Nach der Ankündigung von US-Präsident Donald Trump, Kiew Patriot-Systeme zu schicken, herrscht Verwirrung: Woher sollen sie kommen? Deutschland jedenfalls habe nur einen knappen Bestand, sagt Verteidigungsexperte Rafael Loss. Generell müsse Europa Gas geben, um die eigene Rüstungsindustrie auszubauen.
ntv.de: Eigentlich plante die Bundesregierung, zwei Patriot-Systeme in den USA zu kaufen und direkt in die Ukraine zu bringen. Da sie aber nicht sofort lieferbar sind, soll nun wohl die Bundeswehr zwei Systeme an die Ukraine abgeben und später Ersatz aus den USA bekommen. Ist das so einfach machbar?
Rafael Loss: Nein. Der deutsche Verteidigungsminister Boris Pistorius hatte diesen Mechanismus vor einigen Tagen eigentlich ausgeschlossen. Er sagte, dass von den neun Patriot-Systemen, die Deutschland noch hat, zwei zum Schutz des Nato-Stützpunkts am Flughafen Rzeszów im Südosten Polens stationiert sind und nicht abgezogen werden sollen. Ein System ist in der Regel immer in der Reparatur oder in der Aufbereitung, weitere werden für die Ausbildung gebraucht sowie gegebenenfalls für Lagen, die sich entwickeln. Deutschland hat kaum Kapazitäten für Patriot-Lieferungen an die Ukraine.
Also wäre es besser gewesen, Systeme direkt aus den USA zu liefern?

Material
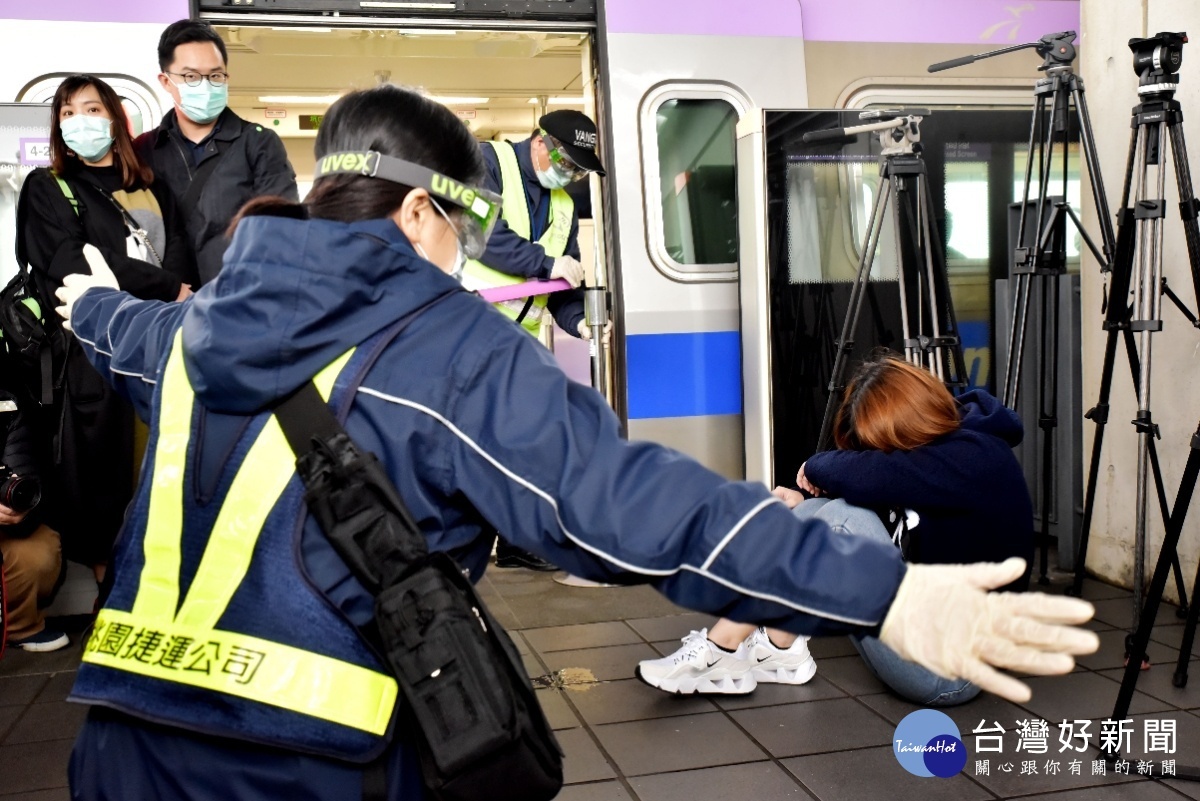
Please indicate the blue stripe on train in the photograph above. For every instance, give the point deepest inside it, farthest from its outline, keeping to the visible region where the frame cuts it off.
(684, 374)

Aufgabe
Schreibe aus dem Lesetext über die Patriot-Systeme den Abschnitt von „ntv.de: Eigentlich plante“ bis einschließlich „so einfach machbar?“ wortgetreu ab.

Ergebnis
ntv.de: Eigentlich plante die Bundesregierung, zwei Patriot-Systeme in den USA zu kaufen und direkt in die Ukraine zu bringen. Da sie aber nicht sofort lieferbar sind, soll nun wohl die Bundeswehr zwei Systeme an die Ukraine abgeben und später Ersatz aus den USA bekommen. Ist das so einfach machbar?